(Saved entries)

-------

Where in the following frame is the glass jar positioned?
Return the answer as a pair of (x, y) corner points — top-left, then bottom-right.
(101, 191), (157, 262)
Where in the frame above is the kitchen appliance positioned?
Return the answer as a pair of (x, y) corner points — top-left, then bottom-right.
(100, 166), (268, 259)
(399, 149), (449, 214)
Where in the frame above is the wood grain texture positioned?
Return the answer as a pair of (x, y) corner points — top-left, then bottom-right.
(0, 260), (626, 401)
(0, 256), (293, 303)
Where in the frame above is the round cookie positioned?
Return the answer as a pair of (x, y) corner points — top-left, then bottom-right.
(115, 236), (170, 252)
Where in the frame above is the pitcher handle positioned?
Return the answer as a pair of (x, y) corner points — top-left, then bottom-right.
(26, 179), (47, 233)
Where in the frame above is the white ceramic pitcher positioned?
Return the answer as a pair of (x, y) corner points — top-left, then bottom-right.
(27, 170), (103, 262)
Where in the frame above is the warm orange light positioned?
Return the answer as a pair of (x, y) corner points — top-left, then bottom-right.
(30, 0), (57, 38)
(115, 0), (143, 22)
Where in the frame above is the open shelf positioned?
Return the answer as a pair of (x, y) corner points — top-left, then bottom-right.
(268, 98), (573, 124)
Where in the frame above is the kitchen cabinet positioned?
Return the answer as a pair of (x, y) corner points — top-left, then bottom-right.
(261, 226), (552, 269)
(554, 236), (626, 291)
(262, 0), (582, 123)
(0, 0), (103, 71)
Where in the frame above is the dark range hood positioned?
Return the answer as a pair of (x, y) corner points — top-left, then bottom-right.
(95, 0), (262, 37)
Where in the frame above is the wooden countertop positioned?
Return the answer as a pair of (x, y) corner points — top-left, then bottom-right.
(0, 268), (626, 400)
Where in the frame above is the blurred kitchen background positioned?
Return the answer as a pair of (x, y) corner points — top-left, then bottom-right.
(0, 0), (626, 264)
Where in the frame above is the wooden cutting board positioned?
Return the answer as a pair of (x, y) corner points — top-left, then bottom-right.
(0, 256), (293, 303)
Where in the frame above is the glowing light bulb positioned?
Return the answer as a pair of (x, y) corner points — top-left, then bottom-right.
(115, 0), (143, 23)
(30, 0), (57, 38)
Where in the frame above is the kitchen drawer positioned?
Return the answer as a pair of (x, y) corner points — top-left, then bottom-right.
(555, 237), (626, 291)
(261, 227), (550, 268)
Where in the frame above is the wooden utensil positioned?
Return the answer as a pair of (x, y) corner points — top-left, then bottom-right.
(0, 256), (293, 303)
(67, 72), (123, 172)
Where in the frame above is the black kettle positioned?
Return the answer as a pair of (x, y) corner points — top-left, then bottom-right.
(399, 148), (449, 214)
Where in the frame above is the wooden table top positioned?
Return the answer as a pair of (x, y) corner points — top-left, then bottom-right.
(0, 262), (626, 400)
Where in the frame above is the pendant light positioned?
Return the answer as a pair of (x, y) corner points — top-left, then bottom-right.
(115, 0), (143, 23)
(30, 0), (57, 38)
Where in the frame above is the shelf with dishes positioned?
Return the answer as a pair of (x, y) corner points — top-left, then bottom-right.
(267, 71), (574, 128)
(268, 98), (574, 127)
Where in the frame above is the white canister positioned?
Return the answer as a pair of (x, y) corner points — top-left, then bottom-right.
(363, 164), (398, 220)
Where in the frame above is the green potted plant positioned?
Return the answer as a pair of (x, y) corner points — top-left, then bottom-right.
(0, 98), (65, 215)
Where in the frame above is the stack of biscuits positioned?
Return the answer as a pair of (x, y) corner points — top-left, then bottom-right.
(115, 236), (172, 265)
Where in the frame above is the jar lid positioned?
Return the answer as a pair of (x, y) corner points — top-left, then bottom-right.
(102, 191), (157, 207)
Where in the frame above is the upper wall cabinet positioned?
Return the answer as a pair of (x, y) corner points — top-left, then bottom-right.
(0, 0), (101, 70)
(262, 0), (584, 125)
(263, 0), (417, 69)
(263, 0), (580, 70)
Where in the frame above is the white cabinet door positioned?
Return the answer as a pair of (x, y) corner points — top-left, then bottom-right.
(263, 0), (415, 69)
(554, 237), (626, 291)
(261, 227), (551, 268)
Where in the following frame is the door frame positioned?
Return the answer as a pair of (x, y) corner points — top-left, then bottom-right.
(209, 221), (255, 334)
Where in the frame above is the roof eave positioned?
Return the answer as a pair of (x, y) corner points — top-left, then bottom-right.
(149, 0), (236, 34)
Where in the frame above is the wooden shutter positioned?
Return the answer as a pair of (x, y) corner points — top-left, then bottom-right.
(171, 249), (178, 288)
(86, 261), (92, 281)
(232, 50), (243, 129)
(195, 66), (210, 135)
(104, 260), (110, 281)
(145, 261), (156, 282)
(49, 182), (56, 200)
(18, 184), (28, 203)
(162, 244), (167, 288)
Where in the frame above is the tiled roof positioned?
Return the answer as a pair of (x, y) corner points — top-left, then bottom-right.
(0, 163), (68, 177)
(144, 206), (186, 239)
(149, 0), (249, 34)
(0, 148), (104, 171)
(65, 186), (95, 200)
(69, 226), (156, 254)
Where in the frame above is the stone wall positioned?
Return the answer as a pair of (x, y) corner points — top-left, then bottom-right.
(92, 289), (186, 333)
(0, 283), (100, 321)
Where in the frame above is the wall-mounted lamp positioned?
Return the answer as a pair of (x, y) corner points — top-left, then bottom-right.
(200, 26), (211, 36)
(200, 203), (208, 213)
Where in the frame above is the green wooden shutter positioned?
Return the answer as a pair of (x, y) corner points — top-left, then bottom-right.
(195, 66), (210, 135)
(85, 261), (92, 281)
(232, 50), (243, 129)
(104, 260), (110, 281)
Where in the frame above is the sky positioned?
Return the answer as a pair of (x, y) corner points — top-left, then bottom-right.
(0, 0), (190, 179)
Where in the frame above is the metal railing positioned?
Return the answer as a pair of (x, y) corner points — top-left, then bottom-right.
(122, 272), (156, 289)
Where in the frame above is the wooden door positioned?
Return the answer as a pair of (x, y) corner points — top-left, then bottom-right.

-------

● Exercise instructions
Lay out the lines from the first one through the line containing "(95, 0), (262, 37)" as a two-column CSV with the columns "query" and "response". Each row should pair a line's wording with its answer, with every field quoted and line breaks turned into spaces.

● Written answer
query,response
"Where in the following frame is the glass jar positioned? Return the answer as a pair of (x, y) corner points — top-left, then bottom-right.","(101, 191), (157, 262)"
"Where in the frame above is the kitchen appliance positioned? Return the answer as a pair of (x, y) corner points — top-left, then bottom-right.","(100, 166), (268, 259) (399, 149), (449, 214)"
"Where in the frame above is the wood grain texture positioned? Return the answer as a pair of (x, y) corner points — top-left, then bottom-right.","(0, 260), (626, 401) (0, 256), (293, 303)"
"Where in the frame above is the round cookie positioned? Return the answer as a pair of (x, y) corner points — top-left, then bottom-right.","(115, 236), (170, 252)"
"Where in the frame above is the pitcher handle positioned? Return the answer as a pair of (x, y) corner points — top-left, then bottom-right.","(26, 179), (47, 233)"
"Where in the frame above is the white ceramic pitcher positioned? Return the answer as a pair of (x, y) corner points — top-left, then bottom-right.","(27, 170), (103, 262)"
"Where in the frame above is the warm orange light positioned? Return the answer as a pair of (x, y) corner points — top-left, then bottom-right.","(30, 0), (57, 38) (115, 0), (143, 22)"
"Where in the frame above is the open shelf positioned? Return the answer as a pair of (x, y) corner points — top-left, then bottom-right.","(268, 98), (573, 124)"
"Where in the frame above is the kitchen cabinet positioned? Return the answer as a pair of (x, y) corner points — top-left, then bottom-right.","(261, 226), (552, 269) (554, 236), (626, 291) (262, 0), (582, 123) (0, 0), (103, 71)"
"Where in the frame above is the dark range hood positioned? Return the answer as a pair of (x, y) corner points — top-left, then bottom-right.","(95, 0), (262, 37)"